**What you should do**
Retype all the records with nothing changed.

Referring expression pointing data
========
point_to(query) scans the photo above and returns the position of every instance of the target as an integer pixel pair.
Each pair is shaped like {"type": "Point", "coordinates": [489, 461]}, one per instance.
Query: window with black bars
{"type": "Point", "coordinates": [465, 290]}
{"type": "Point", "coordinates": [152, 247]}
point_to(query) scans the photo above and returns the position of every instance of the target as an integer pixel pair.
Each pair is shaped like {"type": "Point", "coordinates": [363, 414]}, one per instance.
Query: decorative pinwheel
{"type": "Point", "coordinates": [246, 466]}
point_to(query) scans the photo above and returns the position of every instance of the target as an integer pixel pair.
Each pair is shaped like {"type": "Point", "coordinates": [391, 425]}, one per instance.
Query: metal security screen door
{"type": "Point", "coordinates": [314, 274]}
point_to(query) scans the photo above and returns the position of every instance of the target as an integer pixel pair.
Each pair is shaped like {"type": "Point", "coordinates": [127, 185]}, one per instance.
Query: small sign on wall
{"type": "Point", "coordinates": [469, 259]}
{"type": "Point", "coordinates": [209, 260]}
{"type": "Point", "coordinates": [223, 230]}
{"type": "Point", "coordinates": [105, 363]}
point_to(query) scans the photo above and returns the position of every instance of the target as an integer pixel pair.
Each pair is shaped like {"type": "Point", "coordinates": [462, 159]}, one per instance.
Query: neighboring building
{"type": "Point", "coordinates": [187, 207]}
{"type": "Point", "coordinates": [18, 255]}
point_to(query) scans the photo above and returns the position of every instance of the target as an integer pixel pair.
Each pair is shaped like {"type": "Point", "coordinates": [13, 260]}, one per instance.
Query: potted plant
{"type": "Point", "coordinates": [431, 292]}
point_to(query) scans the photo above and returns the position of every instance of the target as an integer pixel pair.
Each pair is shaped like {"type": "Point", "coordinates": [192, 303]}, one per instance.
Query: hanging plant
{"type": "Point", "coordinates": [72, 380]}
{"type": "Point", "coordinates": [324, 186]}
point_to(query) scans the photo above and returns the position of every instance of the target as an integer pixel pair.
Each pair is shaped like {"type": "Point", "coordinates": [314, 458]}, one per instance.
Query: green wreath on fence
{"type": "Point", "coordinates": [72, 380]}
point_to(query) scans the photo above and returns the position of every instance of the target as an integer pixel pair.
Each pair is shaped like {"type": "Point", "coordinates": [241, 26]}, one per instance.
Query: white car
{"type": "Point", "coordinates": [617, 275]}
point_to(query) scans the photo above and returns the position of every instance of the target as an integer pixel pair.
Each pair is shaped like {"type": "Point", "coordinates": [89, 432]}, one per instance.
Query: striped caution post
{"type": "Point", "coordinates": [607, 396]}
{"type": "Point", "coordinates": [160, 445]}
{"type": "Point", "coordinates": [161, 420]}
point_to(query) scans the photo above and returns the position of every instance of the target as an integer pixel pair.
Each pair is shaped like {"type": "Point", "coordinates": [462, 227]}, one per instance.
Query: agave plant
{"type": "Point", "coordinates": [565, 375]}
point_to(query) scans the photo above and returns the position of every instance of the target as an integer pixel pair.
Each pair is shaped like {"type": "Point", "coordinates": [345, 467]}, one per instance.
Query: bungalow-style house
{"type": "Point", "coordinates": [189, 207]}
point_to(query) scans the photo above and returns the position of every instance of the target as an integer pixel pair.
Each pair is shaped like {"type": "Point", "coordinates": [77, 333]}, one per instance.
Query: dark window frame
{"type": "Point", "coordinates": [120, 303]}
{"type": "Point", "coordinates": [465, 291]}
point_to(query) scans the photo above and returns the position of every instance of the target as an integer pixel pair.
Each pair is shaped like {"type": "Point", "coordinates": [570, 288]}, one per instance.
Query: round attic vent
========
**Solution to this exercise**
point_to(query) scans the photo above and returns the position of every instance of the target as an integer pixel pair.
Each pair is shaped like {"type": "Point", "coordinates": [489, 461]}, one per instance.
Query: window with black bars
{"type": "Point", "coordinates": [465, 290]}
{"type": "Point", "coordinates": [152, 247]}
point_to(query) scans the photo above and returns the position of every instance of the target as an integer pixel pair.
Each pair is shaped like {"type": "Point", "coordinates": [363, 414]}, one per instance.
Query: decorative pinwheel
{"type": "Point", "coordinates": [246, 466]}
point_to(query) scans the photo above and returns the position of every instance of the target as an integer pixel pair.
Each pair is shaped like {"type": "Point", "coordinates": [391, 425]}, one per instance.
Query: metal security screen door
{"type": "Point", "coordinates": [314, 274]}
point_to(query) scans the photo above and returns the position of every instance of the target as an integer pixel pair.
Each pair is shaped like {"type": "Point", "coordinates": [127, 185]}, one per instance.
Query: small sign on wall
{"type": "Point", "coordinates": [469, 259]}
{"type": "Point", "coordinates": [209, 260]}
{"type": "Point", "coordinates": [223, 230]}
{"type": "Point", "coordinates": [105, 363]}
point_to(query) scans the photo above and returns the position of every instance of the target as an integer pixel pair.
Each pair is shaped like {"type": "Point", "coordinates": [462, 159]}, one per instance.
Query: neighboring building
{"type": "Point", "coordinates": [187, 207]}
{"type": "Point", "coordinates": [18, 255]}
point_to(query) scans the photo above and returns the position of every instance of the target as an integer pixel pair.
Each pair is shaped like {"type": "Point", "coordinates": [13, 260]}, one per instance.
Query: potted plant
{"type": "Point", "coordinates": [431, 292]}
point_to(query) scans the photo above and returns the position of every instance of the target as an integer pixel pair.
Each pair is shaped like {"type": "Point", "coordinates": [192, 303]}, one per instance.
Query: hanging plant
{"type": "Point", "coordinates": [72, 380]}
{"type": "Point", "coordinates": [324, 186]}
point_to(query) scans the photo above and returns the position of every instance of the target as an integer pixel pair.
Each pair is shaped like {"type": "Point", "coordinates": [314, 458]}, one per instance.
Query: green wreath on fence
{"type": "Point", "coordinates": [72, 380]}
point_to(query) scans the photo above and returns the position of every instance of the target as an integer pixel pair.
Each pair is shaped like {"type": "Point", "coordinates": [241, 26]}, one per instance.
Query: white car
{"type": "Point", "coordinates": [617, 275]}
point_to(query) scans the photo above and returns the position of every instance of the target as an integer pixel pair.
Each pair is shaped like {"type": "Point", "coordinates": [89, 432]}, one per instance.
Query: striped caution post
{"type": "Point", "coordinates": [607, 396]}
{"type": "Point", "coordinates": [160, 445]}
{"type": "Point", "coordinates": [161, 420]}
point_to(query) scans the photo above and returns the position of every instance of the target as an integer pixel pair.
Each pair is shaped like {"type": "Point", "coordinates": [462, 227]}, one per instance.
Query: agave plant
{"type": "Point", "coordinates": [565, 375]}
point_to(query) scans the photo above and returns the position of every instance of the target as an integer pixel pair.
Each pair is shaped like {"type": "Point", "coordinates": [345, 467]}, one per instance.
Query: bungalow-style house
{"type": "Point", "coordinates": [189, 207]}
point_to(query) scans the photo above and returns the position of every instance of the target as an integer pixel pair.
Each pair is shaped like {"type": "Point", "coordinates": [77, 333]}, one per instance.
Query: dark window frame
{"type": "Point", "coordinates": [120, 303]}
{"type": "Point", "coordinates": [465, 291]}
point_to(query) scans the photo above and returns the position of every instance of the target as an integer pixel pair.
Each pair is shaped like {"type": "Point", "coordinates": [570, 288]}, one per instance.
Query: round attic vent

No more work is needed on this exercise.